Source material: Begin
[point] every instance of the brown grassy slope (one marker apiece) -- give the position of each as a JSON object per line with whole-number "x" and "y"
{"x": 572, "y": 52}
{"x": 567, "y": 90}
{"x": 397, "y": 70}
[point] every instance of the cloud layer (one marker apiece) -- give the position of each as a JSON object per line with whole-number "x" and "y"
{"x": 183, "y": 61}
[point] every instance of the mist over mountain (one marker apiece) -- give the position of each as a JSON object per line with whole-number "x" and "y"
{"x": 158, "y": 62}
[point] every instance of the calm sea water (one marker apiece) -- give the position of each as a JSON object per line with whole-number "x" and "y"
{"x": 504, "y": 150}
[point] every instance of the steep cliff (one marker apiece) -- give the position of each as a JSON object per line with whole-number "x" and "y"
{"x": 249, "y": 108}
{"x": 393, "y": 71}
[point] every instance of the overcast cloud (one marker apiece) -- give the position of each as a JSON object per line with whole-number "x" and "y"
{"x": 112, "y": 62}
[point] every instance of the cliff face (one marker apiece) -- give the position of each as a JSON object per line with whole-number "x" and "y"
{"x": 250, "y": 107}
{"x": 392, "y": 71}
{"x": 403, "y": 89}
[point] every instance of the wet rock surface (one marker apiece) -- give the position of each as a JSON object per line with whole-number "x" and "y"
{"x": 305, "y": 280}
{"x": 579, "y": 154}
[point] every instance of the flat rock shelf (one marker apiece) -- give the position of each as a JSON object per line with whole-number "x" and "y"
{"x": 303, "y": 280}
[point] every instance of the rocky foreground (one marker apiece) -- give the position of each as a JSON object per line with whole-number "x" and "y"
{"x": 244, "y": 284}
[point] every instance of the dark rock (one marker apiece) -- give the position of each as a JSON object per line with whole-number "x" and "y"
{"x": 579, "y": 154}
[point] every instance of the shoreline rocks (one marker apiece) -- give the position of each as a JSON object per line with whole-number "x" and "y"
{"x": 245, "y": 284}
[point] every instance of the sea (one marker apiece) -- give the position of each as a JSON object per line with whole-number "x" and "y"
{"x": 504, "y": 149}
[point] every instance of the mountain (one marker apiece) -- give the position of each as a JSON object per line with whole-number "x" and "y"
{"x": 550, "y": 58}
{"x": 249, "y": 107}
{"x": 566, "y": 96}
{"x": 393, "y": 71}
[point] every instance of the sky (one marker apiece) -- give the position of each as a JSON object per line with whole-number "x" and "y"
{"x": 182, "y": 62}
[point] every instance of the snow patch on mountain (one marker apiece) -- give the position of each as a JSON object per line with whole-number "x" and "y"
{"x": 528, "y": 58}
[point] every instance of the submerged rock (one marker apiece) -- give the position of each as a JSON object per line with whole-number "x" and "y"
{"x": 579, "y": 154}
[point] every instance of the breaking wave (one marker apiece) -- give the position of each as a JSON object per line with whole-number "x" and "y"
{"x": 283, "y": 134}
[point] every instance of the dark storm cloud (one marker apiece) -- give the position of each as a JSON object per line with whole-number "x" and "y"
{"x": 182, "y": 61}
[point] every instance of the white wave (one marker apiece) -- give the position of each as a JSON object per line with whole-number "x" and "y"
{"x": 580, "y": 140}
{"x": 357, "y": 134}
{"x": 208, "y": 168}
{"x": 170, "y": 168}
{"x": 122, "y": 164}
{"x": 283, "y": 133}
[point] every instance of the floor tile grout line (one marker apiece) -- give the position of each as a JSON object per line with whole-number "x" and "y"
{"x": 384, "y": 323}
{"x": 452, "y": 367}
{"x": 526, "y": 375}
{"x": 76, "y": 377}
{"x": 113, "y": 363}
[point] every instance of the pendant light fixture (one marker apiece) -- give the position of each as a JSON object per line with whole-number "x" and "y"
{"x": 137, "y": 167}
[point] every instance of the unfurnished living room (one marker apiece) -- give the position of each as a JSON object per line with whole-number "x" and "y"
Source material: End
### What you should do
All the entries should be written out again precisely.

### Exercise solution
[point] every instance of the brown grassy slope (one marker apiece) -- give the position of each as a JSON object per line with whole-number "x" and "y"
{"x": 572, "y": 52}
{"x": 567, "y": 90}
{"x": 397, "y": 70}
[point] every instance of the cloud layer (one marker apiece) -- give the position of each as a JSON object per line with whole-number "x" and "y"
{"x": 183, "y": 61}
[point] every instance of the mist over mountain (one marker apiece) -- give the position of each as a JSON object per line with whole-number "x" and "y"
{"x": 158, "y": 62}
[point] every instance of the calm sea water (one marker apiece) -- give the position of each as a JSON object per line with whole-number "x" and "y"
{"x": 504, "y": 150}
[point] every instance of the steep cliff (one marker apiece) -- give the position of each as a JSON object per line with whole-number "x" and "y"
{"x": 249, "y": 108}
{"x": 393, "y": 71}
[point] every instance of the overcast cloud (one marker apiece) -- give the position of each as a JSON object per line with whole-number "x" and "y"
{"x": 112, "y": 62}
[point] every instance of the cliff face (one marker apiece) -- give the position of each as a JSON object per line with whole-number "x" and "y"
{"x": 250, "y": 107}
{"x": 392, "y": 71}
{"x": 403, "y": 89}
[point] every instance of the wet rock surface (one marker apiece) -- give the position of each as a JSON object per line with whole-number "x" and "y"
{"x": 305, "y": 280}
{"x": 579, "y": 154}
[point] every instance of the flat rock shelf (one marker apiece) -- give the position of each as a JSON object per line with whole-number "x" and "y"
{"x": 303, "y": 280}
[point] every instance of the rocky foreground (one marker apiece) -- give the position of each as a JSON object per line with whole-number "x" and "y"
{"x": 244, "y": 284}
[point] every instance of the dark rock (one marker apiece) -- give the position of each as a JSON object per line with whole-number "x" and "y"
{"x": 579, "y": 154}
[point] every instance of the shoreline rocks (one marker apiece) -- give the position of each as a JSON object per line with whole-number "x" and "y"
{"x": 245, "y": 284}
[point] every instance of the sea (one marker apiece) -- give the position of each as a JSON object per line with whole-number "x" and "y"
{"x": 504, "y": 149}
[point] every instance of the mountain (one marker apiece) -- give the position of each as a JSON object per line with whole-number "x" and "y"
{"x": 550, "y": 58}
{"x": 249, "y": 107}
{"x": 566, "y": 96}
{"x": 393, "y": 71}
[point] every instance of the sky (one marker apiece) -- give the position of each as a JSON object per line with whole-number "x" and "y"
{"x": 182, "y": 62}
[point] every instance of the snow patch on mountain (one marker apiece) -- give the position of each as a JSON object per line with whole-number "x" and "y"
{"x": 528, "y": 58}
[point] every instance of the submerged rock (one marker apiece) -- give the position of each as a JSON object per line with whole-number "x" and "y"
{"x": 579, "y": 154}
[point] every instance of the breaking wave (one marker apiece) -- give the position of each as a JSON object per line with whole-number "x" and "y"
{"x": 283, "y": 134}
[point] every instance of the dark storm cloud (one marker apiece) -- give the position of each as a JSON object per line with whole-number "x" and "y"
{"x": 182, "y": 61}
[point] every instance of the white wave (one marker apiece) -- give the position of each as a JSON object per line with whole-number "x" and "y"
{"x": 580, "y": 140}
{"x": 357, "y": 134}
{"x": 208, "y": 168}
{"x": 170, "y": 168}
{"x": 122, "y": 164}
{"x": 283, "y": 133}
[point] every instance of the floor tile grout line (one marker apiece) -- give the position of each as a JSON object per line with whole-number "x" and "y"
{"x": 384, "y": 323}
{"x": 452, "y": 367}
{"x": 526, "y": 375}
{"x": 76, "y": 377}
{"x": 113, "y": 363}
[point] every instance of the pendant light fixture (one marker apiece) -- give the position of each as a JSON object per line with whole-number "x" and "y"
{"x": 137, "y": 167}
[point] every instance of the unfurnished living room (one marker apiece) -- give the position of each as a JSON object per line with whole-number "x" and "y"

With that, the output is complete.